§ **Lesetext**
- - - - - - -

Patienten mit einer aktiven Tumorerkrankung laufen Gefahr, zusätzlich venöse Thromboembolien (VTE) zu erleiden. Für Tumorpatienten mit Thrombose oder Lungenembolie empfiehlt sich als Initialtherapie und zur Sekundärprophylaxe die Behandlung mit niedermolekularem Heparin (NMH). Die deutschen Leitlinien raten dazu, Tumorpatienten mit VTE drei bis sechs Monate lang mit einem NMH zu behandeln [1].
„Jeder fünfte Krebspatient entwickelt im Laufe seiner Erkrankung eine venöse Thromboembolie“, berichtete Prof. Hanno Riess, Berlin. Das Risiko eines Tumorpatienten, eine VTE zu erleiden, sei dabei in den ersten drei Monaten ab Diagnosestellung am höchsten. Wie stark gefährdet ein Patient ist, hängt unter anderem von Faktoren wie Alter, Mobilität, VTE in der Anamnese, Tumorstadium, operativen Maßnahmen sowie Chemo-/Strahlentherapie ab. Ein besonders hohes Risiko für Thromboembolien haben laut Riess Patienten mit Pankreas- und Magenkarzinom. Die Sekundärprophylaxe venöser Thromboembolien mit NMH bei Krebspatienten sei der Gabe von Vitamin-K-Antagonisten (VKA) überlegen – dies hätten die Ergebnisse der CATCH-Studie [2] belegt, so Riess: „Niedermolekulare Heparine allein sind für diese Patienten deutlich wirksamer als ihre initiale Gabe gefolgt von VKA“. Im Vergleich zu einer Umstellung auf VKA könne bei vergleichbarer Blutungsrate das VTE-Rezidivrisiko um die Hälfte gesenkt werden, wie eine Metaanalyse verschiedener Studiendaten gezeigt habe [3].

- - - - - - -

§ **Arbeitsaufträge**
1: Beantworten Sie anhand des Lesetexts:
(a) Wie lange sollen Tumorpatienten mit VTE laut den deutschen Leitlinien mit einem NMH behandelt werden?
(b) In welchem Zeitraum ab Diagnosestellung ist das VTE-Risiko eines Tumorpatienten am höchsten?
(c) Welche Patienten haben laut Riess ein besonders hohes Risiko für Thromboembolien?
2: Geben Sie den Abschnitt des Lesetexts zwischen „Patienten mit einer“ und „zu behandeln [1].“ einschließlich dieser beiden Stellen wörtlich wieder.
Die anschließende Liste ist eigenständiges Material und gehört nicht zum Lesetext.

§ **Datengrundlage**
- - - - - - -

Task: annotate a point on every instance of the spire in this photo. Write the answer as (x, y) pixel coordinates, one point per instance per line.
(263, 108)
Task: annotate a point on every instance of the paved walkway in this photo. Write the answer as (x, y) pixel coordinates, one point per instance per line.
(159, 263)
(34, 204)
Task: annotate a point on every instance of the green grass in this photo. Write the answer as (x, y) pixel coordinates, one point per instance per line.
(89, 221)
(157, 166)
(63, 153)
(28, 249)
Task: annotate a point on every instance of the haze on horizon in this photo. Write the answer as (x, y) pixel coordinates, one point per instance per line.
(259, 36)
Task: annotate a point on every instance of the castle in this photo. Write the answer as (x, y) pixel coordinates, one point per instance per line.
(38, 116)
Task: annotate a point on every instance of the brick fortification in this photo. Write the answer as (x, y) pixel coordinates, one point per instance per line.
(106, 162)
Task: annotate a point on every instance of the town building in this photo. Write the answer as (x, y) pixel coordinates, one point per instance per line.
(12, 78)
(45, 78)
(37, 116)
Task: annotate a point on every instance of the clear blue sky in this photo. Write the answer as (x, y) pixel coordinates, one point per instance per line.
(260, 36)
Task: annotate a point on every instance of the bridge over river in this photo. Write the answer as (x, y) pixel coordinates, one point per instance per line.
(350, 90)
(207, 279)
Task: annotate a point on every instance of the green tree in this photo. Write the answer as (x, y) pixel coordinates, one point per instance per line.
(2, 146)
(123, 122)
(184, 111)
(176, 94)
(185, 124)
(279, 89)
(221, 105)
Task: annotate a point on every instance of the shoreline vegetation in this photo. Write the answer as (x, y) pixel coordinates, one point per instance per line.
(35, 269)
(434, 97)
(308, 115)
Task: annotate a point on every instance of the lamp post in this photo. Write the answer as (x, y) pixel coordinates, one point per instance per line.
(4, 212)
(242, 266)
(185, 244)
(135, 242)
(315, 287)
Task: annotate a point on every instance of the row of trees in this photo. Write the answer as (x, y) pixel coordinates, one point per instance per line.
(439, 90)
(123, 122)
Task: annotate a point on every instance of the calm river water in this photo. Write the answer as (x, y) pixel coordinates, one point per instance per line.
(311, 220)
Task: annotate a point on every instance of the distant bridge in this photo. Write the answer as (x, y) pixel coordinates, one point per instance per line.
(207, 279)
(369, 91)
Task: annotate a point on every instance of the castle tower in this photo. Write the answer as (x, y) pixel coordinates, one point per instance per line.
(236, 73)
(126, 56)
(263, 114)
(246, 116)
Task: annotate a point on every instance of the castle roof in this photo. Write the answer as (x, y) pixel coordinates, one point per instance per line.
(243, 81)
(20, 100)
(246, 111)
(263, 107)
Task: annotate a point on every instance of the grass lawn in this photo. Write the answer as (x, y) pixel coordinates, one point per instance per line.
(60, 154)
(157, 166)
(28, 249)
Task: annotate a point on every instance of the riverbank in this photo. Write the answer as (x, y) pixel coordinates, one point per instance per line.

- - - - - - -

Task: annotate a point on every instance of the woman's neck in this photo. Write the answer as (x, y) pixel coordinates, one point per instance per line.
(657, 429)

- - - - - - -

§ **Lösungen**
1:
(a) Drei bis sechs Monate lang.
(b) In den ersten drei Monaten ab Diagnosestellung.
(c) Patienten mit Pankreas- und Magenkarzinom.

2:
Patienten mit einer aktiven Tumorerkrankung laufen Gefahr, zusätzlich venöse Thromboembolien (VTE) zu erleiden. Für Tumorpatienten mit Thrombose oder Lungenembolie empfiehlt sich als Initialtherapie und zur Sekundärprophylaxe die Behandlung mit niedermolekularem Heparin (NMH). Die deutschen Leitlinien raten dazu, Tumorpatienten mit VTE drei bis sechs Monate lang mit einem NMH zu behandeln [1].